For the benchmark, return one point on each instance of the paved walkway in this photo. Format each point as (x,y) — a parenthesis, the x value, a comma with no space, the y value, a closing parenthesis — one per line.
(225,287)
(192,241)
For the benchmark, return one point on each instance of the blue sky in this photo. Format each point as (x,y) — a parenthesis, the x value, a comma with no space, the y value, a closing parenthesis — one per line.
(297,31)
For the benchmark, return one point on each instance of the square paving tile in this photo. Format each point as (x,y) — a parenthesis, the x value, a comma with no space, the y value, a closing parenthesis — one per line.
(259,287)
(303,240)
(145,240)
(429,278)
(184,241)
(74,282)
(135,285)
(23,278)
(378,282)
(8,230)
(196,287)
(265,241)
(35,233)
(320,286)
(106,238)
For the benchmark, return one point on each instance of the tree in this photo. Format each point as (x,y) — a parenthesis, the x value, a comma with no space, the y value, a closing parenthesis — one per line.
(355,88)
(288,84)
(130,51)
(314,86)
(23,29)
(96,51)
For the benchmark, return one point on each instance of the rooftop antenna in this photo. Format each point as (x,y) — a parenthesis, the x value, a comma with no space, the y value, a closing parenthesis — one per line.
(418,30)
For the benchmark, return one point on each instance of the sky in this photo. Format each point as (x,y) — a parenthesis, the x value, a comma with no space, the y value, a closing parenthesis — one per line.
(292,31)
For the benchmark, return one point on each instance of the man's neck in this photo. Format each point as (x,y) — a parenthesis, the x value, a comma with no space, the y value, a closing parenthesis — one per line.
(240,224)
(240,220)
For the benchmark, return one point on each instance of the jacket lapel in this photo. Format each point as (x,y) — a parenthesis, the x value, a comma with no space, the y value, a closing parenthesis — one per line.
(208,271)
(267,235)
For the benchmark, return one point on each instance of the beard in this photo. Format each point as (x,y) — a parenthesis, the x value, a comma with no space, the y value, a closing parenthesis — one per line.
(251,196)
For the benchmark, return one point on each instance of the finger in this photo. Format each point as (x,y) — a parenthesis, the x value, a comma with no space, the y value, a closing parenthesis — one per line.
------------
(EXERCISE REQUIREMENTS) Copy all the rows above word for word, changing nothing.

(ANSWER BELOW)
For the benchmark, return one point on each instance of the paved walkway in this photo. Format each point as (x,y) — a parenthesis, the x value, a comma with no space, the y value, a closing parenthesis — one per line.
(225,287)
(192,241)
For the benchmark, return one point on each instance of the blue sky in this photo. Format each point as (x,y) — a parenthesis, the x value, a comma with no space, the y value, a closing parenthesis — one per line.
(297,31)
For the benchmark, return one point on each instance of the square paving tile in this photo. Format each point as (x,y) — a parenthesis, the x value, a comma with no space, the y value, a closing parenthesis — one per line.
(259,287)
(303,240)
(145,240)
(429,278)
(184,241)
(74,282)
(135,285)
(23,278)
(378,282)
(8,230)
(196,287)
(265,241)
(35,233)
(320,286)
(106,238)
For the benchmark, return one point on each instance of the tree in this photo. Format each point as (x,y) — a parenthesis, the x value, a comma with no space, the y value, a closing parenthesis — one per line.
(355,88)
(288,84)
(130,51)
(314,86)
(23,29)
(96,51)
For the benchmark, return one point on each instance of the rooftop antenna in this photo. Format each point as (x,y) — a parenthesis, the x value, a comma with no space, the y value, a closing parenthesis — one per line.
(418,30)
For the benchmark, return one point on each instance of the sky in this photo. Format each point as (x,y) — a parenthesis, the x value, a comma with no space, the y value, a closing parenthesis — one per line.
(292,31)
For the benchmark, return one point on each instance of the man's neck in this photo. Format each point as (x,y) — a parenthesis, the x value, a comma with no space, the y value, a closing parenthesis — one per line.
(240,224)
(240,220)
For the benchmark, return one point on each instance of the jacket lapel in this photo. Format each point as (x,y) — a parenthesis, the x value, a comma with no space, the y value, a closing parenthesis — one per line.
(208,271)
(267,235)
For the benchmark, return one point on each instance of the beard in this photo. Format each point as (x,y) — a parenthesis, the x value, a comma with no space, the y value, a closing parenthesis — one per line.
(251,196)
For the benchmark, return one point on each instance of the finger in this photo. Format each point as (x,y) — a parenthesis, the x value, a comma with no space, the y value, a closing parenthesis — one per line.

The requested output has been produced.